=== What you need to do ===
Continue the bookseller's description of the Garasse commemorative verses from the point where it stops.

=== Exercise text ===
:::::
GARASSE, François.

£3,850.00
Sale price  £3,850.00 Regular price 

GARASSE, François.

AUTHORIAL INSCRIPTION, THE RUGGIERI COPY

GARASSE, François.. Ludovico XIII Galliarum et Navarrae regi Christianissimo feliciter inaugurato Sacra Rhemensia nomine collegii Pictavensis Societatis Jesu. (With) Elegiarum de tristi morte Henrici Magni.

£3,850.00
Sale price  £3,850.00 Regular price 

Poitiers, Ex officina Antonii Mesnerii, 1611.

FIRST EDITION. 4to. pp. (xvi) '113' [recte 115] [i]. 24. 38 (viii). Roman and Greek letter. Divisional title with woodcut ornament, woodcut head- and tailpieces, woodcut and typographical initials. T-p slightly dusty, closed tear to blank outer margin of a4, repaired hole to two lines of C3 with loss of a few words, light ink spotting to blank lower corner of last few ll., a very good, clean, well-margined copy in period-style late C19 crushed red gilt morocco by Andrieux, wide dentelles, bookplate of E.F.D. Ruggieri of the Ruggieri family of pyrotechnic specialists to ffep. Faded authorial donation inscription to t-p, to the Jesuit novitiate house in Bordeaux, 'Domus Burd. probaonis Soc. Jesu Caroli ascript. dono autoris'.

Very rare first edition, attractively printed, of these commemorative verses dedicated to King Louis XIII of France on behalf of the Jesuit college at Poitiers, celebrating Louis' coronation at Rheims while simultaneously lamenting the assassination of his father Henri IV. The author was the virulent Jesuit apologist and Catholic polemicist François Garasse (1585-1631), who donated this copy.

In 1610 King Henri IV of France was assassinated by François Ravaillac, a Catholic, who approached the monarch in his coach and stabbed him. Some particularly zealous Catholics had never accepted the conversion of Henri, originally a Huguenot, to Catholicism, in an attempt to unite a bitterly divided country; he was, of course, equally despised by extreme Huguenots as a traitor, but was broadly a popular and beloved king. Henri’s son Louis was only nine years old when he succeeded the throne, under the regency of his mother Marie de Medici. He was crowned in Reims Cathedral, traditional coronation church of the French monarchs, on 17 October.
:::::
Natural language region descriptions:
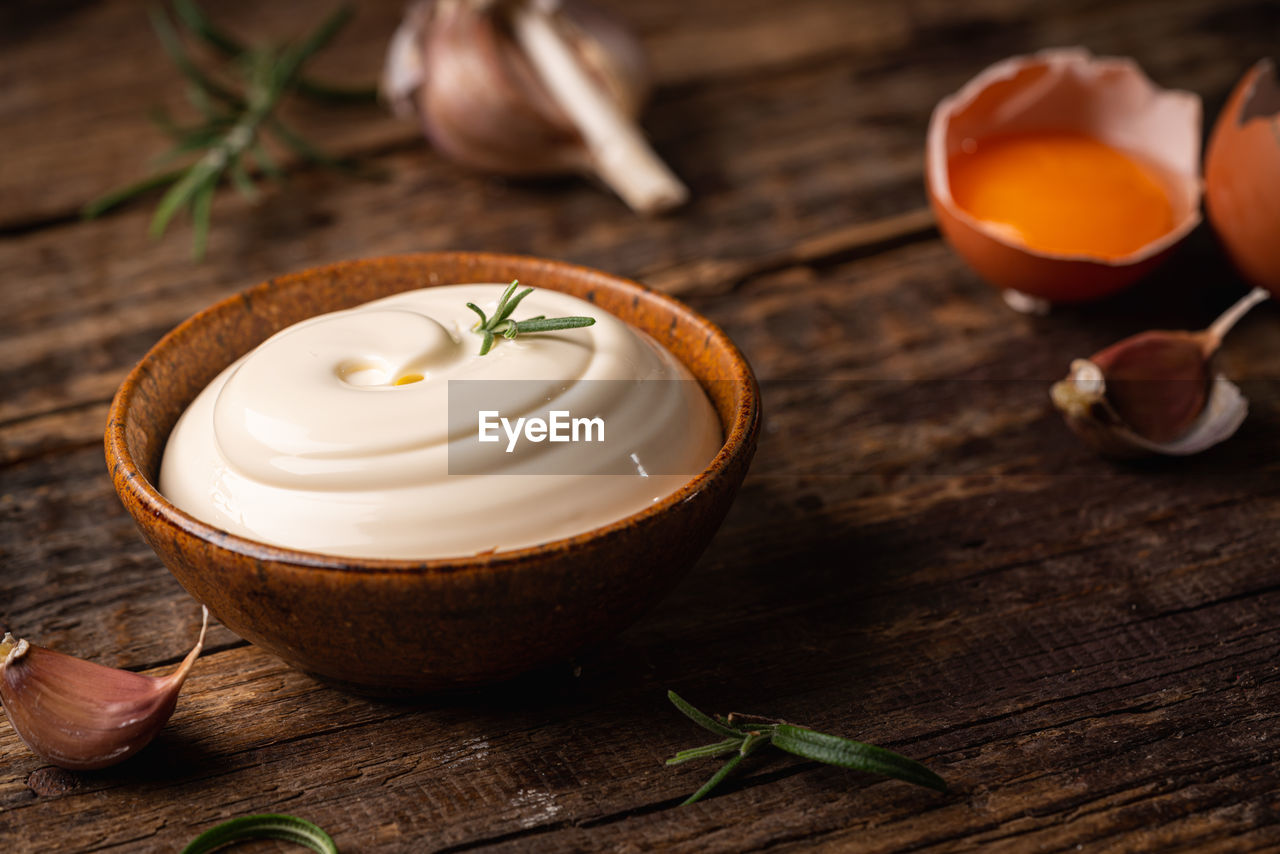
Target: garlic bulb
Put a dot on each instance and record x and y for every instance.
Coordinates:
(82, 716)
(525, 87)
(1155, 392)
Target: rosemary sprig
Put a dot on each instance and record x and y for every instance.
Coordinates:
(502, 324)
(266, 826)
(745, 734)
(234, 120)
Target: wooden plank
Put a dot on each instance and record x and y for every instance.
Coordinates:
(773, 176)
(49, 172)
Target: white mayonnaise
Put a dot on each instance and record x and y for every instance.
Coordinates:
(309, 442)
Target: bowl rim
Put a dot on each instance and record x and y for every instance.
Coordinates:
(132, 483)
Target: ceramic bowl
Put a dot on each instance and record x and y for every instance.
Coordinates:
(397, 626)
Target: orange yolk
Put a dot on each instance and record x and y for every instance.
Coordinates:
(1063, 192)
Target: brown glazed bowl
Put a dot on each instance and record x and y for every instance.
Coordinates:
(393, 626)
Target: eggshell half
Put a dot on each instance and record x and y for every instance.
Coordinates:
(1242, 177)
(1109, 99)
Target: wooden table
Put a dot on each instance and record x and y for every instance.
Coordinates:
(922, 557)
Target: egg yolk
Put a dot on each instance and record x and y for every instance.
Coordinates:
(1061, 192)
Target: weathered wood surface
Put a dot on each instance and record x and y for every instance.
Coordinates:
(923, 556)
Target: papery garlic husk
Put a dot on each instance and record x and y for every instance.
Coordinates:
(82, 716)
(529, 87)
(1156, 392)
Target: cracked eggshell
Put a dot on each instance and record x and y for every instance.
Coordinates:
(1109, 99)
(1242, 177)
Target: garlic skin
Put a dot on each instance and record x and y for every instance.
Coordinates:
(529, 87)
(1155, 393)
(82, 716)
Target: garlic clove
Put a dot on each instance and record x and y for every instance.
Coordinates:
(526, 87)
(82, 716)
(1155, 392)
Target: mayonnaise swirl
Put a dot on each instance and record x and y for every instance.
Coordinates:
(334, 435)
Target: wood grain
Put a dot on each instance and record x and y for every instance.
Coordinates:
(922, 556)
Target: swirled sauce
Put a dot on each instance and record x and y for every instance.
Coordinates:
(334, 435)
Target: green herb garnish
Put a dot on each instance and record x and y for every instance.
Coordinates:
(502, 324)
(234, 119)
(745, 734)
(291, 829)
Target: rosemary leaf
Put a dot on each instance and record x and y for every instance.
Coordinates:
(501, 322)
(172, 44)
(759, 731)
(179, 195)
(233, 122)
(268, 826)
(703, 720)
(727, 745)
(856, 756)
(551, 324)
(714, 781)
(117, 197)
(201, 208)
(192, 17)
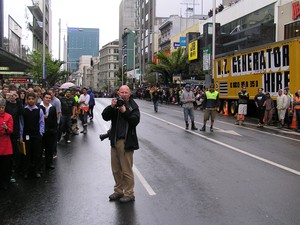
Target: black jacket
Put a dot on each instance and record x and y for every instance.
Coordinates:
(51, 120)
(132, 117)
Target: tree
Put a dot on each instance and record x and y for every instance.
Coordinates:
(53, 73)
(169, 64)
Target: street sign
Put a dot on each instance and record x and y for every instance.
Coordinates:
(176, 45)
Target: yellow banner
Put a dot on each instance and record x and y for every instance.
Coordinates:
(193, 50)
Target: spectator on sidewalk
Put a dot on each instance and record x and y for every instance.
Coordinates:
(242, 109)
(83, 102)
(31, 132)
(282, 104)
(269, 109)
(50, 130)
(68, 112)
(297, 108)
(123, 139)
(210, 105)
(92, 104)
(187, 98)
(260, 99)
(6, 150)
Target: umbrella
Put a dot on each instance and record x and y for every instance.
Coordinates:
(67, 85)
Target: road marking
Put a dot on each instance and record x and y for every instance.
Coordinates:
(232, 132)
(230, 147)
(262, 132)
(248, 128)
(143, 181)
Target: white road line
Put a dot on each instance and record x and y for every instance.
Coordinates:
(143, 181)
(249, 128)
(230, 147)
(262, 132)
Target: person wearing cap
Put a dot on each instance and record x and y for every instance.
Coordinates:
(210, 105)
(6, 150)
(242, 109)
(282, 104)
(289, 109)
(296, 104)
(187, 98)
(259, 100)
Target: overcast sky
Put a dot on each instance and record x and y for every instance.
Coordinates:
(89, 14)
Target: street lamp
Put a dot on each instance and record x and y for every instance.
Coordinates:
(44, 45)
(130, 40)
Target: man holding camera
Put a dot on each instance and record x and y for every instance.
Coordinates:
(124, 115)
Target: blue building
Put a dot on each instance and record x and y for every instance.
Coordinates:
(81, 41)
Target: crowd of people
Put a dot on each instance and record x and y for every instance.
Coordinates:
(33, 121)
(269, 112)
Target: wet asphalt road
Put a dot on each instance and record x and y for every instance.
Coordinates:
(233, 176)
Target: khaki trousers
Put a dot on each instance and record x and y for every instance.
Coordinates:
(121, 164)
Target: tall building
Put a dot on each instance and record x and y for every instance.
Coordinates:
(36, 27)
(108, 66)
(80, 41)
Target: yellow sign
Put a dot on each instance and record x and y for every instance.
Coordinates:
(193, 50)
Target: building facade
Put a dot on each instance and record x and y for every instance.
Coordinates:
(80, 41)
(36, 26)
(108, 66)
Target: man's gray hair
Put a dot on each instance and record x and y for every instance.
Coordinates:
(2, 102)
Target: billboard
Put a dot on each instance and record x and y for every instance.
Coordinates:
(193, 50)
(14, 37)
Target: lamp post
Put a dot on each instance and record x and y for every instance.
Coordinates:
(44, 46)
(214, 38)
(122, 66)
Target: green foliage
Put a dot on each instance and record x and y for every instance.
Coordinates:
(175, 63)
(53, 73)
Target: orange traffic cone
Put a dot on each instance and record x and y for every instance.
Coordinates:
(226, 109)
(293, 125)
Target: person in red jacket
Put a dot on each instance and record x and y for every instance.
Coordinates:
(6, 151)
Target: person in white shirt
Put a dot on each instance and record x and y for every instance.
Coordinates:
(83, 102)
(282, 103)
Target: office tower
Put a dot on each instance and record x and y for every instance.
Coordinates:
(81, 41)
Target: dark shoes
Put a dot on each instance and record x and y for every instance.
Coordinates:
(126, 199)
(203, 129)
(121, 198)
(115, 196)
(50, 167)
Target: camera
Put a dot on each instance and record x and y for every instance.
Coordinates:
(104, 136)
(120, 101)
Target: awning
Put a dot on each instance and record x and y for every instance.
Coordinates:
(11, 62)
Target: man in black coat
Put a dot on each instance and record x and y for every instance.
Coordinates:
(50, 130)
(124, 115)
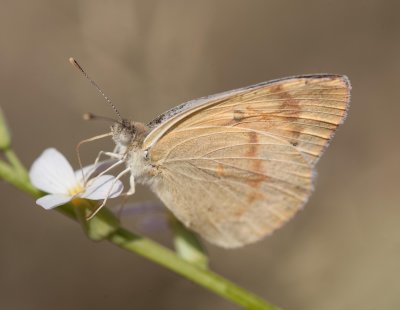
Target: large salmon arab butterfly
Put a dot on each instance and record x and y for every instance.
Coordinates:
(237, 165)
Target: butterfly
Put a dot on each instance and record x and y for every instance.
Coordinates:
(237, 165)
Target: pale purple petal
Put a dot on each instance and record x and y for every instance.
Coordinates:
(51, 201)
(100, 187)
(52, 173)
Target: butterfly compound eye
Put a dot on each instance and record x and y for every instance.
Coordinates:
(123, 134)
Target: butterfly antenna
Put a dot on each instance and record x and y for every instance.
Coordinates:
(78, 66)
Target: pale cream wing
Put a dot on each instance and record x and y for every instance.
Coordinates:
(237, 167)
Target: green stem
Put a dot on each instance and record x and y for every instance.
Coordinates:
(151, 250)
(205, 278)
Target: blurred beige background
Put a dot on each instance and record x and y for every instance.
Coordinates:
(341, 252)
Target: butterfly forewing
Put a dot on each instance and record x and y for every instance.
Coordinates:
(239, 165)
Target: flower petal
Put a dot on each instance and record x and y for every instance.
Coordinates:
(51, 201)
(99, 188)
(52, 173)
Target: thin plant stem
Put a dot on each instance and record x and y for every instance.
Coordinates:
(147, 248)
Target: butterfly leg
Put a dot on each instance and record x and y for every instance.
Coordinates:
(119, 176)
(132, 185)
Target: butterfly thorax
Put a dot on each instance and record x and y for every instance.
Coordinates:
(128, 137)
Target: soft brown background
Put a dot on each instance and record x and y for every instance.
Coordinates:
(341, 252)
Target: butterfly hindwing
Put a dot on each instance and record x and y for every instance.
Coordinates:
(238, 165)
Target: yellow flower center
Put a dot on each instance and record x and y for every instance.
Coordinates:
(78, 188)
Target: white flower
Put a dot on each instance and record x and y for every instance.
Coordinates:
(53, 174)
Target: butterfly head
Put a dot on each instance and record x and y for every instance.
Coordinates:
(126, 133)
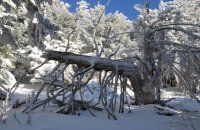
:::::
=== Result of this task ===
The book opens with Pausanias’s description of the Statue of Zeus at Olympia in Greek and Latin translation. Garasse’s poems are on the symbols of coronation: crown, scepter, golden arm and ivory hand, oriflamme banner, ring, garments and shoes with fleurs-de-lys, chivalric insignia, sword, golden spurs, throne, and, finally, the tradition of the king's touch, supposed to cure scrofula. They are followed by brief prose elucidations of the symbols, with liberal quotation from Greek sources. Garasse's elegies to Henri IV are also furnished with scholarly references in Latin and Greek; undoubtedly the book functions as an advertisement for the strengths of the Jesuit school at Poitiers, founded in 1605 and where Garasse was professor. One of the elegies is on Angoulême, the city where Garasse was born and where Henri was assassinated.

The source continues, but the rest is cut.